15 março 2016

A natureza das coisas


© Alessandro Loiola

 

Um ônibus pára todo dia de manhã na frente do meu consultório e dele descem levas de pessoas sofrendo de insatisfação, raiva, frustração, angústia, ansiedade, autocomiseração. Elas se acham diferentes, mas suas queixas são absolutamente as mesmas:

- Não consigo mais dormir direito, doutor.
- Certo.
- Sinto umas palpitações de vez em quando. E ouvi dizer que um tio-avô do vizinho do cunhado do meu primo teve angina e quase morreu. Me preocupei.
- Algo mais?
- O meu corpo. Meu corpo todo dói o tempo inteiro.
- Hum.
- A verdade é que ando sem paciência.
- Humrum.
- …E agora dei pra chorar por qualquer coisa.
- Tendi.

O que essas pessoas têm? Onde elas vivem? De onde vêm? Para onde migram? Como se reproduzem? Gostaria de ouvir a voz do Sérgio "Chapolin" com essas respostas todas no Bobo Repórter da próxima sexta-feira, mas é pouco provável que elas estejam por lá.

Os bandos civilizados navegam de médico em médico, de pronto atendimento em pronto atendimento, procurando respostas para perguntas que nunca souberam fazer, desfilando seu rol de sintomas que significam nada, mas já dizem o suficiente.

Se esses surdos fossem capazes de ouvir, eu lhes diria 3 coisas:

Primeiro, a Saúde não vem do Sistema de Saúde. Médicos, enfermeiros, psicólogos, fisioterapeutas, farmacêuticos, dentistas, clínicas, hospitais, NENHUM destes lhe trará saúde. Sua saúde vem de coisas tão simples quanto boa alimentação, boa atividade física, bom sono, boas atitudes, boas amizades e boa sorte. Ninguém poderá fazer essas coisas para você além de você mesmo.

◆ ◆ ◆

• **O QUE FAZER**: Liste todas as coisas que, segundo o texto acima, dão origem à saúde de uma pessoa.

◆ ◆ ◆

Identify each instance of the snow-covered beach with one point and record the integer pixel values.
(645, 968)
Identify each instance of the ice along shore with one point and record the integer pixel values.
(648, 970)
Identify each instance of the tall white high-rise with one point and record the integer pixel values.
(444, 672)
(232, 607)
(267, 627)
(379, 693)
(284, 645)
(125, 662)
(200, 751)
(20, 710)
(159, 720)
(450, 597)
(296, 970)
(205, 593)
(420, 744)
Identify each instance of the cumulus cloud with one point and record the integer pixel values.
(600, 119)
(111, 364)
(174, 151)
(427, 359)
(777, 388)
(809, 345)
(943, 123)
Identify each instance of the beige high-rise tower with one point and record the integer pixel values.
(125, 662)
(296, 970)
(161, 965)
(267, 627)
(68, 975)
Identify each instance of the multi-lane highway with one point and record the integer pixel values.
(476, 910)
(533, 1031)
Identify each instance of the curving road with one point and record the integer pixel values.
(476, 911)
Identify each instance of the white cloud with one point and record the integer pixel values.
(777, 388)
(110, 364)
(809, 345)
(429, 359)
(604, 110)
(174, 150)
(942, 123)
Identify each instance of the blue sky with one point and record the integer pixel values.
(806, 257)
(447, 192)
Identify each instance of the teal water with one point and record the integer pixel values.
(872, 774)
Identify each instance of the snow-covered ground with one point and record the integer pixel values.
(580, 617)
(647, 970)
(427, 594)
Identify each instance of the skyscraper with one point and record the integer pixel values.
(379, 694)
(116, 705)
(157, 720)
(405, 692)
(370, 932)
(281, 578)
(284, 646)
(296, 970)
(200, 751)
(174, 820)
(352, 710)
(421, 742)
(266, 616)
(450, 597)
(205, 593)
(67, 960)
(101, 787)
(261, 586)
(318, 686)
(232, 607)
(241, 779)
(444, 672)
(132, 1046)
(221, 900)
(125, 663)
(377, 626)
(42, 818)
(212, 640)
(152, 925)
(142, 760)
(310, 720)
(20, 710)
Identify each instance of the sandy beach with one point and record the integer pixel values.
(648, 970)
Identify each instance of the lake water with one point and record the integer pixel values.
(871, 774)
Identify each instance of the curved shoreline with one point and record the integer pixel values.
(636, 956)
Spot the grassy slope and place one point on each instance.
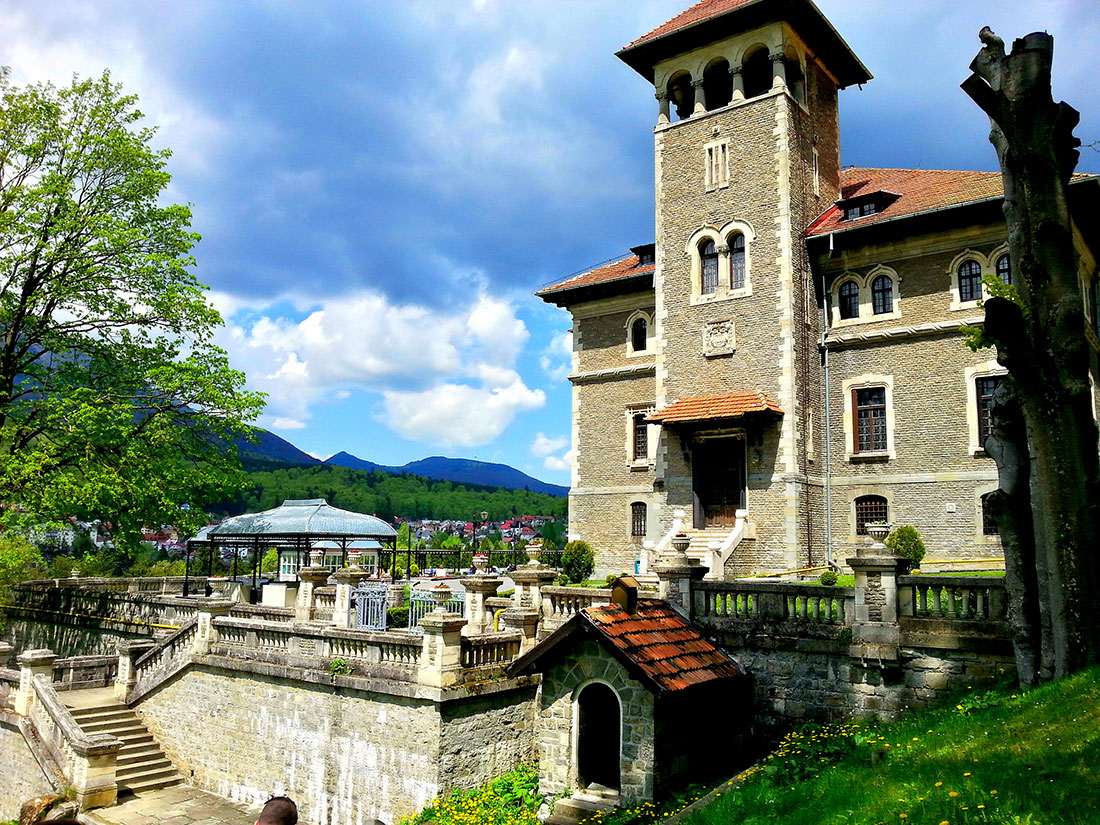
(1030, 758)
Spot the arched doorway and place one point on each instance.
(598, 732)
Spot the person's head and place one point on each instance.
(278, 811)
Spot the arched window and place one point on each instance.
(708, 255)
(870, 508)
(717, 85)
(969, 281)
(849, 299)
(737, 261)
(681, 95)
(638, 519)
(756, 70)
(638, 334)
(882, 295)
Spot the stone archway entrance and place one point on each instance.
(598, 735)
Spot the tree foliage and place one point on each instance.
(1044, 437)
(113, 399)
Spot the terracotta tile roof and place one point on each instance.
(715, 406)
(626, 267)
(697, 13)
(661, 644)
(920, 190)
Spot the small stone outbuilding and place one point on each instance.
(636, 700)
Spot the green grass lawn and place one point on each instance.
(996, 756)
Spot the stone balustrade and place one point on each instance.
(773, 602)
(86, 760)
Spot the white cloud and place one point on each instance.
(458, 415)
(545, 446)
(563, 463)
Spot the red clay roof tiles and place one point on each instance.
(697, 13)
(715, 406)
(644, 638)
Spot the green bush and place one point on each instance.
(578, 561)
(905, 541)
(397, 617)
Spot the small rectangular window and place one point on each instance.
(869, 406)
(640, 437)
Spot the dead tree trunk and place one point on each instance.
(1041, 341)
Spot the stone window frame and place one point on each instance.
(980, 537)
(650, 334)
(574, 701)
(985, 370)
(721, 237)
(859, 492)
(652, 432)
(866, 300)
(867, 382)
(716, 165)
(987, 264)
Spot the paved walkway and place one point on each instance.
(177, 805)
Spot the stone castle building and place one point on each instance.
(788, 362)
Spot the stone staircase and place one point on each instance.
(583, 805)
(141, 765)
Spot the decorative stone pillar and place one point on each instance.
(479, 587)
(311, 578)
(530, 579)
(130, 650)
(662, 107)
(876, 631)
(677, 574)
(778, 70)
(525, 619)
(441, 655)
(31, 664)
(345, 581)
(700, 96)
(209, 609)
(738, 77)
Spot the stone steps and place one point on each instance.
(141, 765)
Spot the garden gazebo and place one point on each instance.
(296, 526)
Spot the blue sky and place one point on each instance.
(381, 187)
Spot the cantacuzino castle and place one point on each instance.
(788, 362)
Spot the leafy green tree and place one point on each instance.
(19, 561)
(113, 399)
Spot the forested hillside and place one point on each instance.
(385, 495)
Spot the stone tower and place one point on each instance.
(747, 154)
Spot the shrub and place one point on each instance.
(578, 561)
(905, 541)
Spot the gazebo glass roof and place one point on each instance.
(297, 520)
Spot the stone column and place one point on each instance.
(778, 70)
(311, 578)
(209, 609)
(441, 655)
(700, 96)
(735, 72)
(130, 651)
(479, 587)
(345, 581)
(530, 579)
(876, 631)
(31, 664)
(662, 107)
(525, 619)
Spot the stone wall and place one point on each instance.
(21, 778)
(557, 750)
(345, 755)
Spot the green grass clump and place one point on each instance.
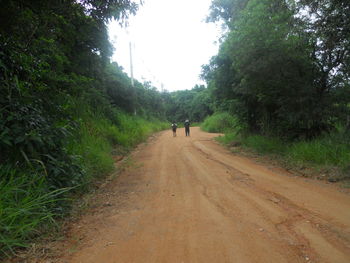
(264, 145)
(222, 122)
(228, 138)
(321, 151)
(25, 204)
(329, 150)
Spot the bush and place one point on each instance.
(220, 122)
(25, 204)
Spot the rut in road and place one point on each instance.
(187, 199)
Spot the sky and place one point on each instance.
(170, 42)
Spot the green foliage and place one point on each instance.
(63, 107)
(193, 104)
(331, 150)
(277, 70)
(220, 122)
(264, 145)
(25, 205)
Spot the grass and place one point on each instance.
(25, 205)
(221, 122)
(325, 152)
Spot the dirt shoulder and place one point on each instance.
(188, 199)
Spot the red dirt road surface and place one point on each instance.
(187, 200)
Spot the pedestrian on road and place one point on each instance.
(173, 127)
(187, 127)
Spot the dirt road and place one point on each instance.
(187, 199)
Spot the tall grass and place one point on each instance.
(221, 122)
(25, 204)
(329, 150)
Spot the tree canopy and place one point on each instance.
(282, 66)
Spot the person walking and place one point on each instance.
(174, 127)
(187, 127)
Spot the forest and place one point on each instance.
(282, 71)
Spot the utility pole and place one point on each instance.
(132, 79)
(131, 66)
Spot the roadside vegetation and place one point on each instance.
(65, 110)
(328, 154)
(280, 83)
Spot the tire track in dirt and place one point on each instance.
(187, 199)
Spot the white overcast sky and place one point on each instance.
(170, 42)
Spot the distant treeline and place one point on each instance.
(65, 108)
(283, 68)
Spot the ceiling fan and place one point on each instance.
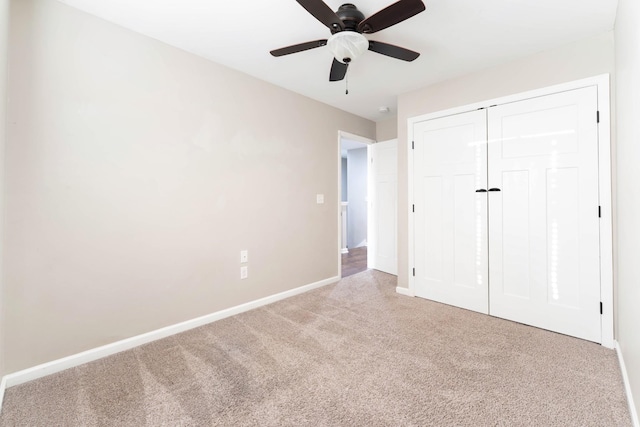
(348, 25)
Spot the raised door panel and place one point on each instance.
(384, 206)
(543, 224)
(450, 216)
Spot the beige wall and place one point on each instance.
(387, 129)
(627, 35)
(583, 59)
(136, 173)
(4, 33)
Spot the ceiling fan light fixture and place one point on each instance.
(347, 45)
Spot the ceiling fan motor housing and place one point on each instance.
(350, 16)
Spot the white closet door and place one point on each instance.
(383, 238)
(450, 216)
(543, 223)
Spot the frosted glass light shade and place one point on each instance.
(347, 45)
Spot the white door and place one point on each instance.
(450, 165)
(383, 220)
(543, 223)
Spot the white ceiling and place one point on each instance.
(454, 37)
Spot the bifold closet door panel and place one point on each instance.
(450, 216)
(543, 223)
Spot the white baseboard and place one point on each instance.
(129, 343)
(627, 387)
(404, 291)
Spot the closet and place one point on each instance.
(506, 211)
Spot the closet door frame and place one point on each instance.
(601, 82)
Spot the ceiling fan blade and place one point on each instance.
(298, 47)
(393, 51)
(338, 71)
(391, 15)
(323, 13)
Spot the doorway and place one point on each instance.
(354, 209)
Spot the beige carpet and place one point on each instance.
(351, 354)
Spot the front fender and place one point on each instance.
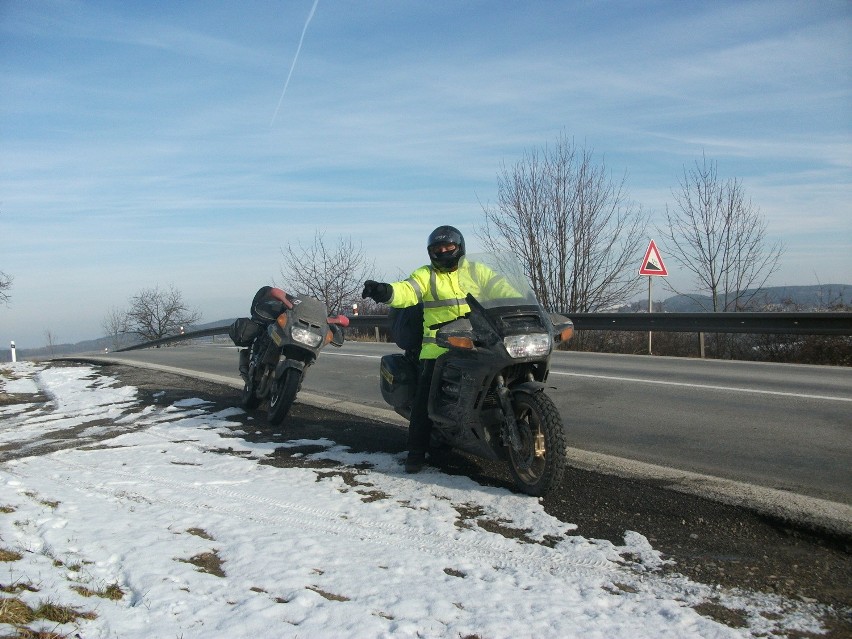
(530, 388)
(283, 365)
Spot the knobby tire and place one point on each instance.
(536, 413)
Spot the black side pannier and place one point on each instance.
(406, 327)
(398, 378)
(243, 331)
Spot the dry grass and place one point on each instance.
(9, 555)
(113, 592)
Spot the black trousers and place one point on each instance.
(420, 426)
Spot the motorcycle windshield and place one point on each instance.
(495, 280)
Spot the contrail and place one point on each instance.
(295, 57)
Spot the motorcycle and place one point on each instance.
(487, 395)
(283, 336)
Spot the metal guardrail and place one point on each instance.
(779, 323)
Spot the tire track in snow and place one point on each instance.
(475, 546)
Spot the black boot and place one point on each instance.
(414, 462)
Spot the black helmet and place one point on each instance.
(447, 261)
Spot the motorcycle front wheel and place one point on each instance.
(282, 394)
(540, 462)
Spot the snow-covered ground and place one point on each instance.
(202, 540)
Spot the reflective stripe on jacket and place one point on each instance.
(443, 296)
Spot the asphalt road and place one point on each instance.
(781, 427)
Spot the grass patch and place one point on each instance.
(208, 562)
(44, 502)
(327, 595)
(15, 612)
(113, 592)
(9, 555)
(199, 532)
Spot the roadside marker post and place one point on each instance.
(652, 265)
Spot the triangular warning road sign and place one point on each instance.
(653, 263)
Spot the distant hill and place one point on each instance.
(803, 298)
(93, 345)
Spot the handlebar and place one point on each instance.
(340, 320)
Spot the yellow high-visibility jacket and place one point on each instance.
(443, 295)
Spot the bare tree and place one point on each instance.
(115, 326)
(334, 275)
(572, 226)
(50, 337)
(156, 313)
(719, 236)
(5, 286)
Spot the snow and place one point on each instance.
(140, 494)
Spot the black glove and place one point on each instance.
(377, 290)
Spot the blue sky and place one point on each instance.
(149, 143)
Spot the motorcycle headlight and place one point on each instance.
(531, 345)
(305, 336)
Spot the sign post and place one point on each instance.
(652, 265)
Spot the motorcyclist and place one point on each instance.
(441, 286)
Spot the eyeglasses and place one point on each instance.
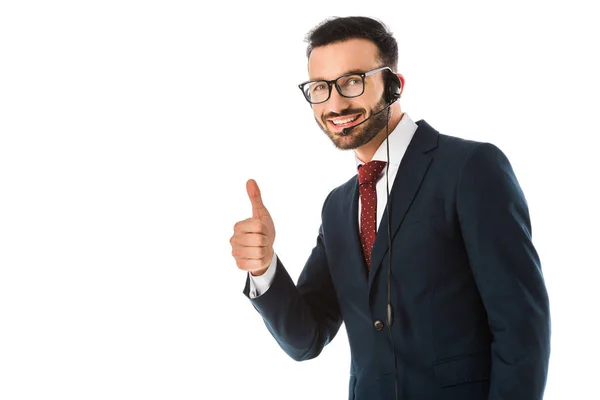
(349, 85)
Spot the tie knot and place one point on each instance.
(369, 172)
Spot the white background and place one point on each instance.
(129, 128)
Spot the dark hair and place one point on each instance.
(343, 28)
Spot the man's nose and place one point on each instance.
(337, 102)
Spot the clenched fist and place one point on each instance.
(252, 240)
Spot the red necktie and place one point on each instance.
(367, 178)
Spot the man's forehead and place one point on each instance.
(336, 59)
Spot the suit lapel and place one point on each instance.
(410, 175)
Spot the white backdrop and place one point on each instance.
(129, 128)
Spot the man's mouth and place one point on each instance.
(343, 122)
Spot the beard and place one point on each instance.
(360, 135)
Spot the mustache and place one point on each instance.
(344, 113)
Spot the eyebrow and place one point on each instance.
(352, 71)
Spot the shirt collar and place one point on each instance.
(399, 140)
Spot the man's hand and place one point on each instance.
(252, 240)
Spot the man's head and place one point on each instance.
(338, 48)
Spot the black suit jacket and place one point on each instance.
(470, 307)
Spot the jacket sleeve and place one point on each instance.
(496, 229)
(303, 318)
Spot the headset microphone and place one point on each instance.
(346, 131)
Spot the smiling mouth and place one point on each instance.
(343, 122)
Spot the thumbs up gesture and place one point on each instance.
(252, 240)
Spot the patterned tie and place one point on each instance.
(367, 178)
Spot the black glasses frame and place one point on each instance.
(330, 84)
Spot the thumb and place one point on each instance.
(255, 198)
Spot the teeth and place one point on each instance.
(344, 121)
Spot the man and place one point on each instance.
(461, 311)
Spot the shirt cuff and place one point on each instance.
(260, 284)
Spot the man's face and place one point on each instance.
(337, 59)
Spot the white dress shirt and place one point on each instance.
(399, 140)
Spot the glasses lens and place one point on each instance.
(351, 85)
(316, 92)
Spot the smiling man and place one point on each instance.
(440, 287)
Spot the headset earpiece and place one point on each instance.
(392, 87)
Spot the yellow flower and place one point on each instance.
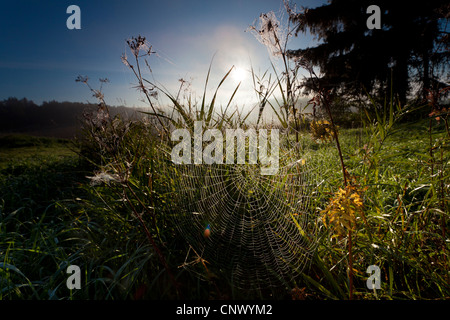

◆ ◆ ◆

• **RESPOSTA**:
- boa alimentação
- boa atividade física
- bom sono
- boas atitudes
- boas amizades
- boa sorte